**Excerpt provided**
"""

Test 2: View page source for actual content
Right-click anywhere on your homepage and choose "View Page Source" (or press Ctrl+U on Windows, Cmd+Option+U on Mac). A new window opens showing the raw HTML — the same HTML AI crawlers see.
Now scan the source for your actual content. Look for the main headline of your site, your value proposition, your service descriptions. They should be visible as plain text in the HTML.
If instead you see something like <div id="root"></div> and almost nothing else, your content is being rendered by JavaScript after the page loads. AI crawlers vary in their JS handling. The safe assumption is: anything not in the raw HTML doesn't count.
This is most common on sites built with older React, Vue, or Angular setups that didn't enable server-side rendering. The fix is either migrating to a framework that pre-renders (Next.js, Astro, Nuxt) or adding SSR to your existing stack.
Test 3: Run Google's Rich Results Test
Go to Google's Rich Results Test and paste your homepage URL. Click "Test URL" and wait 10–15 seconds.
If it returns "Page is not eligible for rich results," you have no structured data on your homepage. AI engines rely heavily on schema markup to understand what your site is. Without it, they have to guess from prose, and they often get it wrong or skip your site entirely.
At minimum, your homepage should show valid Organization (or LocalBusiness) and WebSite schema. If you sell products, add Product schema. If you have an FAQ section, add FAQPage schema — this one is especially powerful for AI extraction.
The Rich Results Test also flags errors in your existing schema, which is just as important. Broken schema is sometimes worse than no schema because it signals carelessness.
Test 4: Check Bing's index
Open Bing and search for site:yourdomain.com (no spaces). Bing returns every page from your domain that it has indexed. Count the results.

"""

**Supplied data**
"""

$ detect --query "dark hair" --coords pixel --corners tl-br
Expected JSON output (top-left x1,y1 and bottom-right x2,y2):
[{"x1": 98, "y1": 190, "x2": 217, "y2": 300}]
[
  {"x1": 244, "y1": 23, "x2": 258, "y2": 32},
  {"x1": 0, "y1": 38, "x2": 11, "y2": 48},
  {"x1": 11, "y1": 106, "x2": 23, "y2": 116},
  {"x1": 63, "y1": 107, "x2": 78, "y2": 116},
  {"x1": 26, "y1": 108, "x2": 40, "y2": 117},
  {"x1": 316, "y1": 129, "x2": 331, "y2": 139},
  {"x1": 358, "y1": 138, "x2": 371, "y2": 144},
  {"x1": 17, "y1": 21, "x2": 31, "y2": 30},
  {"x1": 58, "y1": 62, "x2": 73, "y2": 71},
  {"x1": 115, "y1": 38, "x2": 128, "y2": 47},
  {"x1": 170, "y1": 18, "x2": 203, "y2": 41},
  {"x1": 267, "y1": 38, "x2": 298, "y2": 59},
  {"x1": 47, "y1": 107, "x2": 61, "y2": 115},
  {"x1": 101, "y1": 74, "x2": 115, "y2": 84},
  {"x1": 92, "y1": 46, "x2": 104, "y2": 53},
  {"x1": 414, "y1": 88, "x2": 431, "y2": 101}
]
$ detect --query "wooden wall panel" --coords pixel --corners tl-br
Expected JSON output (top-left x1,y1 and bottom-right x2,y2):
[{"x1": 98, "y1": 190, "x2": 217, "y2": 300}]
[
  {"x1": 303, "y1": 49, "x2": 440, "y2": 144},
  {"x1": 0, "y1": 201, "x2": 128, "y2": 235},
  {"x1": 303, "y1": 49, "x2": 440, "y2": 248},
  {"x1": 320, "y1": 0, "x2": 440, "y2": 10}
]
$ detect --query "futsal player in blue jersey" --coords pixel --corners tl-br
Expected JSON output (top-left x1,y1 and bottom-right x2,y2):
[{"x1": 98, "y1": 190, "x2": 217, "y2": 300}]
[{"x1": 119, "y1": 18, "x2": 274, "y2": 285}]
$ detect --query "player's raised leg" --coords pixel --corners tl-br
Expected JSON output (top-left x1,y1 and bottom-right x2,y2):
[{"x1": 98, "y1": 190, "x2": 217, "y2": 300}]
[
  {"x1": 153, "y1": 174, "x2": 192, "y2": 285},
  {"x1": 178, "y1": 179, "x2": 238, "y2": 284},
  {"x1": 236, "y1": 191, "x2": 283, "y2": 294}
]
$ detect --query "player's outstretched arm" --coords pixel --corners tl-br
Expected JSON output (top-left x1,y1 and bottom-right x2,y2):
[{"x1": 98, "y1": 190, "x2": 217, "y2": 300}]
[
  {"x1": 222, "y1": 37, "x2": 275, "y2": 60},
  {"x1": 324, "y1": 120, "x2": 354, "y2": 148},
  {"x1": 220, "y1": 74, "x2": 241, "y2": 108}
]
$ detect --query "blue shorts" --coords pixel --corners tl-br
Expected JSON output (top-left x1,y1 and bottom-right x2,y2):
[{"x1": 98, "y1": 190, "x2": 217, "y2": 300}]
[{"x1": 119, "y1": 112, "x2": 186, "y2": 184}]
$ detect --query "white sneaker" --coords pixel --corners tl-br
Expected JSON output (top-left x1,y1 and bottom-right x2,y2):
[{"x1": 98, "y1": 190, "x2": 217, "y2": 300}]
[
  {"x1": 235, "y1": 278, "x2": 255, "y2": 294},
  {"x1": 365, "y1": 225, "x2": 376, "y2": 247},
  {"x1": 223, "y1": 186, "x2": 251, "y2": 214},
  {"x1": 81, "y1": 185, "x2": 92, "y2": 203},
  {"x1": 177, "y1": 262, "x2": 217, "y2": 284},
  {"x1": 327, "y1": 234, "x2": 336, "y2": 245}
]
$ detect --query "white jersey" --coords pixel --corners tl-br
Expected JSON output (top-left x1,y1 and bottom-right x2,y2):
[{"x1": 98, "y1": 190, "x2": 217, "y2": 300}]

"""

**Exercises**
[A] List every schema type named in the excerpt on testing a website's visibility to AI crawlers.
[B] Continue the excerpt on testing a website's visibility to AI crawlers, starting after its final sentence.
The records come from a separate source and are unrelated to the text.

**Responses by item number**
[A] Organization, LocalBusiness, WebSite, Product, FAQPage

[B]
If Bing returns fewer than 10 pages for a site that has dozens or hundreds of real pages, you have a Bing indexation problem. And here's the kicker: when ChatGPT browses the web, it queries Bing — not Google. If you're not in Bing's index, ChatGPT can't find you during live retrieval, no matter how well-optimized your site is.
The fix: register at Bing Webmaster Tools, submit your sitemap, and request indexing on your most important pages. Most sites see their Bing index population grow within 1–2 weeks once they actively engage with the tool.
Test 5: Ask ChatGPT directly
Open ChatGPT, enable web search, and ask: "What does [your domain.com] do, and what services do they offer?"
If ChatGPT returns a coherent answer with specific details about your business, your site is technically readable. If it returns a generic answer, the wrong description, or "I couldn't find specific information about that site," you have a real problem and at least one of Tests 1–4 will explain it.
Try the same query in Claude (with web search) and Perplexity. Different engines weight signals differently. Perplexity tends to be the most explicit about sources, so it's the best engine for diagnosing which pages it actually found.
What to do with these results
If Tests 1–4 pass cleanly, you're technically ready for AI citation. From there, the bottleneck is usually content depth and authority signals (backlinks, brand mentions, press), which is a longer game.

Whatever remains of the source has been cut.